GIVEN EXERCISE
Set out every line of the records below as a Markdown table with the columns Row and Record line, numbering each row and skipping blank lines. Leave the picture lines out of the table.

MATERIAL FOR THIS TASK
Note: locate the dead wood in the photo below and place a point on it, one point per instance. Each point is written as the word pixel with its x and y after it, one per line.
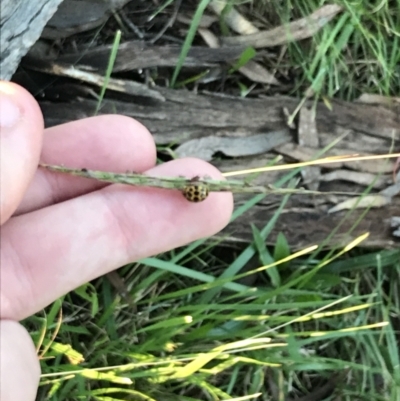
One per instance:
pixel 21 23
pixel 186 116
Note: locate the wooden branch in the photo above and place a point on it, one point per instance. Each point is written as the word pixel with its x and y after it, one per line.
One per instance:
pixel 21 23
pixel 184 116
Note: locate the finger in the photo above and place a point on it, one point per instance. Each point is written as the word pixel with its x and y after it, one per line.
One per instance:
pixel 54 250
pixel 108 142
pixel 21 130
pixel 19 365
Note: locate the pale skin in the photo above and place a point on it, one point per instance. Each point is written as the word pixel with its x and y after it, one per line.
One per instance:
pixel 59 232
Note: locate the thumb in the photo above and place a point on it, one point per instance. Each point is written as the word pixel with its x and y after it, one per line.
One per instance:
pixel 21 131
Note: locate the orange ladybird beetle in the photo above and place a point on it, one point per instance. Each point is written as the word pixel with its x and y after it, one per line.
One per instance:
pixel 195 192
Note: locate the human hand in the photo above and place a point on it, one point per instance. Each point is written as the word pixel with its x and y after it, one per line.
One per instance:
pixel 59 232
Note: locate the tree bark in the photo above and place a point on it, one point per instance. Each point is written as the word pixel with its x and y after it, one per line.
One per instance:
pixel 21 23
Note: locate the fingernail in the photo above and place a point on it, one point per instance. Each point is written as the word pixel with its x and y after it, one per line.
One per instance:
pixel 10 112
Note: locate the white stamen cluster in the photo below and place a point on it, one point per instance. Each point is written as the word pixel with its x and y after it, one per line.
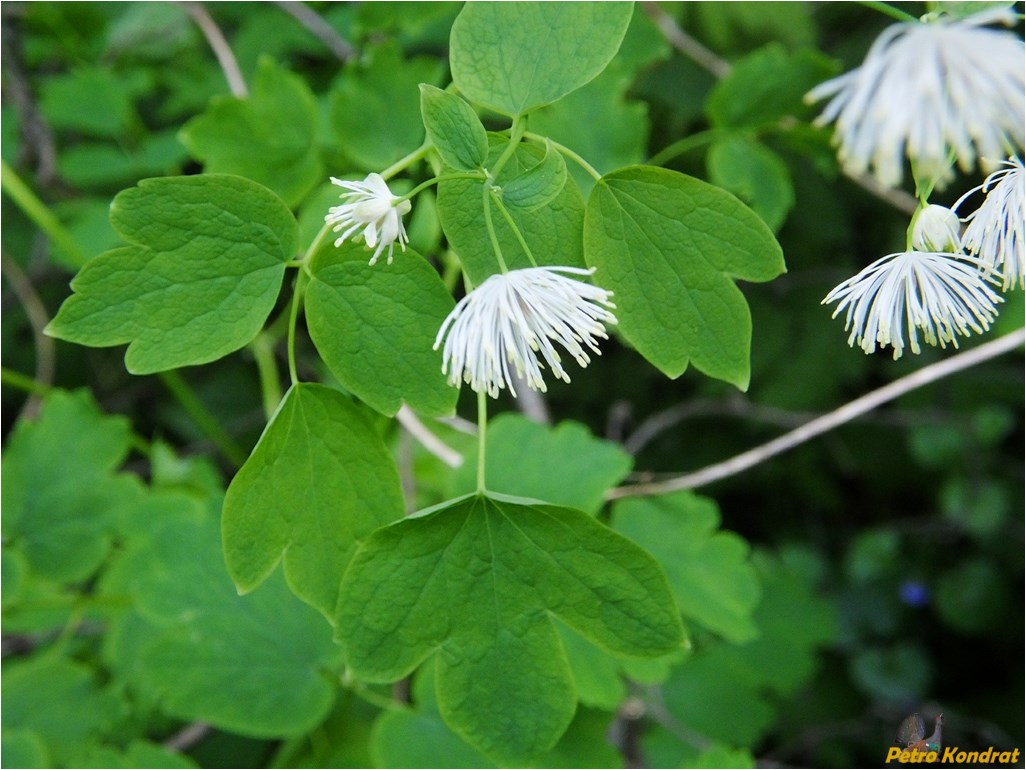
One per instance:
pixel 514 318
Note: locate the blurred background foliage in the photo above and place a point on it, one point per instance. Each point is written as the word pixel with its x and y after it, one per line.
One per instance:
pixel 889 552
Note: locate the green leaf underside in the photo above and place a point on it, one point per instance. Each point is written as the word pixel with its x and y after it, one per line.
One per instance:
pixel 375 328
pixel 269 136
pixel 538 186
pixel 58 494
pixel 319 480
pixel 709 571
pixel 669 245
pixel 454 128
pixel 516 56
pixel 476 581
pixel 260 665
pixel 564 465
pixel 202 274
pixel 552 233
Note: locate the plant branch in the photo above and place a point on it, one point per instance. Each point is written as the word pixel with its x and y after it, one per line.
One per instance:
pixel 215 39
pixel 202 417
pixel 320 29
pixel 827 422
pixel 188 737
pixel 684 43
pixel 35 311
pixel 429 440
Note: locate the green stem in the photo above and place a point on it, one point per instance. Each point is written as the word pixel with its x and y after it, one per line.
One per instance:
pixel 206 421
pixel 889 10
pixel 440 178
pixel 514 228
pixel 40 215
pixel 683 145
pixel 270 385
pixel 293 314
pixel 401 163
pixel 486 203
pixel 563 149
pixel 482 428
pixel 516 133
pixel 24 382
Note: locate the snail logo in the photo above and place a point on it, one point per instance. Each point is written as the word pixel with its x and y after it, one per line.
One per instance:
pixel 913 747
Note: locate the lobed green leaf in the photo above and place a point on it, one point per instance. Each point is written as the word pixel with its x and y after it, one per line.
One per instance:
pixel 319 480
pixel 516 56
pixel 504 683
pixel 552 233
pixel 201 275
pixel 669 245
pixel 375 328
pixel 269 136
pixel 454 128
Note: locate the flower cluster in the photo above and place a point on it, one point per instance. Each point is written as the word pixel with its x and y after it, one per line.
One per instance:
pixel 370 205
pixel 926 89
pixel 513 317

ANSWER BELOW
| Row | Record line |
|---|---|
| 1 | Note: locate the dead wood in the photo below and place a point on it, one point per instance. Each point is written as the word pixel with its x and y after it, one per line. |
| 2 | One per instance: |
| 3 | pixel 21 23 |
| 4 | pixel 186 116 |
| 5 | Note: locate the wooden branch in the photo above and place a point on it, one point per instance. Each point is written as the word pixel with its x and y after it, one per line. |
| 6 | One per instance: |
| 7 | pixel 21 23 |
| 8 | pixel 184 116 |
| 9 | Note: locate the finger in the photo above and place a point on it, one point per instance. Each point is written as the word pixel with its x and y after it, one per line. |
| 10 | One per instance: |
| 11 | pixel 54 250 |
| 12 | pixel 108 142 |
| 13 | pixel 21 130 |
| 14 | pixel 19 365 |
| 15 | Note: locate the pale skin in the photo above and place a point on it, one point per instance. Each point is written as the word pixel with its x and y after it, one per line. |
| 16 | One per instance: |
| 17 | pixel 59 232 |
| 18 | Note: locate the thumb in the photo above and place a point on it, one point per instance. Each point is written as the word pixel with its x and y after it, one per line. |
| 19 | One per instance: |
| 20 | pixel 21 131 |
| 21 | Note: locate the orange ladybird beetle in the photo above and place a point on it, one point per instance. Each point is written as the word pixel with its x and y after it, one per line. |
| 22 | One per instance: |
| 23 | pixel 195 192 |
| 24 | Note: locate the human hand in the photo above and place a point on it, one point per instance. Each point is written as the word pixel with its x and y after it, one per line. |
| 25 | One per instance: |
| 26 | pixel 59 232 |
| 27 | Note: locate the tree bark in the photo above and place a point on it, one point per instance. Each point is written as the word pixel with its x and y after it, one per line. |
| 28 | One per instance: |
| 29 | pixel 21 23 |
| 30 | Note: locate the fingernail in the photo above and place a point on it, one point per instance. Each point is written as the word pixel with its x and y after it, one per line. |
| 31 | One per instance: |
| 32 | pixel 10 112 |
| 33 | Note: locate the white stamen cluster in the photo below and place a point on it, one point per instance. Each point is written as the word pixel with its x and y after it, one per line. |
| 34 | One per instance: |
| 35 | pixel 514 318 |
| 36 | Note: locate the blurred background foliage in the photo above and place a point on it, one point per instance. Each point is written as the word pixel with its x and y after it, one per line. |
| 37 | One per instance: |
| 38 | pixel 889 552 |
| 39 | Note: locate the green leaf underside in the photo above and place a point on it, one point per instance. Each point is written as the word pixel with its x and y after it, one per line. |
| 40 | One per instance: |
| 41 | pixel 375 328 |
| 42 | pixel 269 136 |
| 43 | pixel 538 186 |
| 44 | pixel 58 494 |
| 45 | pixel 319 480 |
| 46 | pixel 709 571 |
| 47 | pixel 669 245 |
| 48 | pixel 454 128 |
| 49 | pixel 516 56 |
| 50 | pixel 476 581 |
| 51 | pixel 260 665 |
| 52 | pixel 564 465 |
| 53 | pixel 202 274 |
| 54 | pixel 552 233 |
| 55 | Note: locate the plant branch in the photo above and place a point on it, one point per instance. Each point is written as the word pixel with its x and y after it, one per line. |
| 56 | One per instance: |
| 57 | pixel 215 39 |
| 58 | pixel 202 417 |
| 59 | pixel 320 29 |
| 60 | pixel 827 422 |
| 61 | pixel 188 737 |
| 62 | pixel 684 43 |
| 63 | pixel 35 311 |
| 64 | pixel 429 440 |
| 65 | Note: locate the green stem in the photo above and place a point on it, one point per instance. Each point is written as the word pixel with its x and y after it, one per line. |
| 66 | One per instance: |
| 67 | pixel 206 421 |
| 68 | pixel 889 10 |
| 69 | pixel 440 178 |
| 70 | pixel 514 228 |
| 71 | pixel 40 215 |
| 72 | pixel 683 145 |
| 73 | pixel 270 385 |
| 74 | pixel 293 314 |
| 75 | pixel 401 163 |
| 76 | pixel 486 203 |
| 77 | pixel 563 149 |
| 78 | pixel 482 428 |
| 79 | pixel 516 133 |
| 80 | pixel 24 382 |
| 81 | Note: locate the snail logo in the photo above and place a point on it, one point per instance. Each point is written as the word pixel with its x and y after it, one per line. |
| 82 | One per instance: |
| 83 | pixel 913 747 |
| 84 | Note: locate the lobed green leaf in the photo above and place a point on it, one point per instance. Each point is written as the word pixel with its x and y after it, one per line. |
| 85 | One per instance: |
| 86 | pixel 319 480 |
| 87 | pixel 516 56 |
| 88 | pixel 504 683 |
| 89 | pixel 552 233 |
| 90 | pixel 201 275 |
| 91 | pixel 669 245 |
| 92 | pixel 375 328 |
| 93 | pixel 269 136 |
| 94 | pixel 454 128 |
| 95 | Note: locate the flower cluster in the photo above and place a point on it, one point per instance. Each point is written as the word pixel with its x and y after it, one per line. |
| 96 | One per instance: |
| 97 | pixel 370 205 |
| 98 | pixel 926 89 |
| 99 | pixel 513 317 |